**Exercise aim:**
Reproduce the line that contains "Pin each instance of the pelican's" and every line after it through the end of the records, exactly, with nothing added.
━━━ Records shown ━━━
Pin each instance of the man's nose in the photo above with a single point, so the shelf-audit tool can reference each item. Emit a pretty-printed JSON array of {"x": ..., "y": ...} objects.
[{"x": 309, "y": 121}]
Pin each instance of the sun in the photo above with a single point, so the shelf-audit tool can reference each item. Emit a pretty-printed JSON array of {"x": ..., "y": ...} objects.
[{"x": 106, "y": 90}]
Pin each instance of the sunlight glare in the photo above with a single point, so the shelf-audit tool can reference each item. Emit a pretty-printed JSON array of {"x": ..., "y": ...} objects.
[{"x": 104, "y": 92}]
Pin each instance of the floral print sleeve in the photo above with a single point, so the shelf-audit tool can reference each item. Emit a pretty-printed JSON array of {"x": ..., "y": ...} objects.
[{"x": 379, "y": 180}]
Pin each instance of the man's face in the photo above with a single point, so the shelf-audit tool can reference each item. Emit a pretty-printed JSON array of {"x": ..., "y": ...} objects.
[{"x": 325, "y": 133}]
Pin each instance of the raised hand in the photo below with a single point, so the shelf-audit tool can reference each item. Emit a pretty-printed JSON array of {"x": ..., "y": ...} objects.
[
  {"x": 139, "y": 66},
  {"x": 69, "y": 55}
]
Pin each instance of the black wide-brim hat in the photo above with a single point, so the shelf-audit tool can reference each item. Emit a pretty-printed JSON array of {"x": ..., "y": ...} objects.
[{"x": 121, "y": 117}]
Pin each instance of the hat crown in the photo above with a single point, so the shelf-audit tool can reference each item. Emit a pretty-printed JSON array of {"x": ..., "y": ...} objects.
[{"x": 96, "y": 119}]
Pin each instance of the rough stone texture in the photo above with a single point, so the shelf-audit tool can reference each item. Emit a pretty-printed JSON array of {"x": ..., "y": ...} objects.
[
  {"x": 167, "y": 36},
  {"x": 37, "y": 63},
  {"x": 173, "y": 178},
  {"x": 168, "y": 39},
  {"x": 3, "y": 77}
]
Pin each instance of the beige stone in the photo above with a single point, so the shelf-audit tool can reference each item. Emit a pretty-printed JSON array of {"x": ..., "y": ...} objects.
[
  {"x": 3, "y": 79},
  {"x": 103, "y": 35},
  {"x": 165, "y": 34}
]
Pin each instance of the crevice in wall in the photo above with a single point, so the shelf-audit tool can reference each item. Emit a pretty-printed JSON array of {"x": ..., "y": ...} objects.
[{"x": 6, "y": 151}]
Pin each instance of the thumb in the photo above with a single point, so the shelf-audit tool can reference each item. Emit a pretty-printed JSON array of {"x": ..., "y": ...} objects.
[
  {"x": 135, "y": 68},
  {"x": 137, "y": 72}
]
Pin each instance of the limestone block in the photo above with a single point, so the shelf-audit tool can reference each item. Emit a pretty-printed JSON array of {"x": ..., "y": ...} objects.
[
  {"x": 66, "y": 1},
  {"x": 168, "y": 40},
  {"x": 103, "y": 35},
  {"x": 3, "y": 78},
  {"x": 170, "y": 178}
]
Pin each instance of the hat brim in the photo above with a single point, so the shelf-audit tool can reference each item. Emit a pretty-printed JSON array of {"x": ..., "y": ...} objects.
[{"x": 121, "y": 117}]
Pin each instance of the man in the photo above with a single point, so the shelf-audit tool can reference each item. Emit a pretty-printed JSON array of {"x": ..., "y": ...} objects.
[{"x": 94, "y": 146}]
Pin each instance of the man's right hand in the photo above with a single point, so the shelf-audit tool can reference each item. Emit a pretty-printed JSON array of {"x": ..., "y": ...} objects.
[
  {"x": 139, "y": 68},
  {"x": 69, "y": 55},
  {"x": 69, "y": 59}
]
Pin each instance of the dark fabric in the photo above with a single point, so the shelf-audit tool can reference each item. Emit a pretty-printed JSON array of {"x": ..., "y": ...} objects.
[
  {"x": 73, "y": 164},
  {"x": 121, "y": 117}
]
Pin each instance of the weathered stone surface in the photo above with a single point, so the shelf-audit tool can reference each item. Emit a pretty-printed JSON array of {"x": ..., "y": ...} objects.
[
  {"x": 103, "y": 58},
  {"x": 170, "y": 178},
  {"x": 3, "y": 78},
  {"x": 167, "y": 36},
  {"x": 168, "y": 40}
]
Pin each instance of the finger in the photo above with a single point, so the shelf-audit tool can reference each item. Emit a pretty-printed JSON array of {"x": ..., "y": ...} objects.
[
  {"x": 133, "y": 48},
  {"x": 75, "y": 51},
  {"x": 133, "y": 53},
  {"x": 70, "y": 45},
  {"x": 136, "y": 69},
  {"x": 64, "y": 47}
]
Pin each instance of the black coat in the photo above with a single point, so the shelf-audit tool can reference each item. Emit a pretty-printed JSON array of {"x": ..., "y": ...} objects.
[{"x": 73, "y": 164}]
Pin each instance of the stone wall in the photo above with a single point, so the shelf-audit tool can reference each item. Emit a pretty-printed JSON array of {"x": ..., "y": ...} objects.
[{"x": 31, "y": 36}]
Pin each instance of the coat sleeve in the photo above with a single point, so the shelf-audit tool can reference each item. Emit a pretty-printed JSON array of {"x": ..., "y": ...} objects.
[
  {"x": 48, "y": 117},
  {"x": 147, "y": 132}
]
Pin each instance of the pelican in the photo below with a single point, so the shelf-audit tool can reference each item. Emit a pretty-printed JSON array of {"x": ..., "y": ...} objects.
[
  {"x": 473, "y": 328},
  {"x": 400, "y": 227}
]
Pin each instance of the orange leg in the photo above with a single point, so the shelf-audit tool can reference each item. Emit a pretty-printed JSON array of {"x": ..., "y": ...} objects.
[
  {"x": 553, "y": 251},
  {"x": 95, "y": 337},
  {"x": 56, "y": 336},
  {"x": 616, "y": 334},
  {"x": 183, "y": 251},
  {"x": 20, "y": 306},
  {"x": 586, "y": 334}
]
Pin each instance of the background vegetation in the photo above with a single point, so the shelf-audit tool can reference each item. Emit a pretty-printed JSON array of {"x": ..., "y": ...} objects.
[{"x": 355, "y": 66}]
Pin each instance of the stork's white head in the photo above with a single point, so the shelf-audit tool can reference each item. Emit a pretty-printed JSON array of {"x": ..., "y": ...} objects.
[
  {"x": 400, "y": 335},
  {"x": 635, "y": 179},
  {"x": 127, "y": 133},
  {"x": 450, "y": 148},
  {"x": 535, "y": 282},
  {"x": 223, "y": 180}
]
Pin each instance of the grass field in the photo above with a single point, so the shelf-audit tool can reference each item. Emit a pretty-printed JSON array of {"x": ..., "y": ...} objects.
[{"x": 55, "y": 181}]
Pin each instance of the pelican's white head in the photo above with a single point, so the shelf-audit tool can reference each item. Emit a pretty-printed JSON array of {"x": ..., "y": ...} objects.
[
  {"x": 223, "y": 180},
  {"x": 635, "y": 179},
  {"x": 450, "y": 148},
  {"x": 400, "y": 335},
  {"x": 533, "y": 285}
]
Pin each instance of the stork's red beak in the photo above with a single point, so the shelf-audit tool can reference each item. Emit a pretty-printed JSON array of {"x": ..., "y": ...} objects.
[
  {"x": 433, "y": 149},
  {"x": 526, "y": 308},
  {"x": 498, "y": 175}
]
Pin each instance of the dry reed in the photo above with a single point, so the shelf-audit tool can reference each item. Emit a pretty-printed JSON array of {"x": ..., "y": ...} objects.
━━━
**The solution:**
Pin each instance of the pelican's white head in the photo above with a single point, so the shelf-audit tool can reference each item. Emit a pretty-printed JSON array of {"x": ..., "y": ...} objects.
[
  {"x": 223, "y": 180},
  {"x": 635, "y": 179},
  {"x": 450, "y": 148},
  {"x": 400, "y": 335},
  {"x": 533, "y": 285}
]
Pin each instance of the stork's red beak in the photo above with a single point, so the shelf-audit tool can reference each item. Emit a pretty-printed JSON array of {"x": ..., "y": ...} objects.
[
  {"x": 433, "y": 149},
  {"x": 526, "y": 308},
  {"x": 498, "y": 175}
]
Pin each instance of the dry reed in the photo above with a single point, so the shelf-audit tool can reference each item. Emit a pretty-printed JSON array of {"x": ..., "y": ...} objects.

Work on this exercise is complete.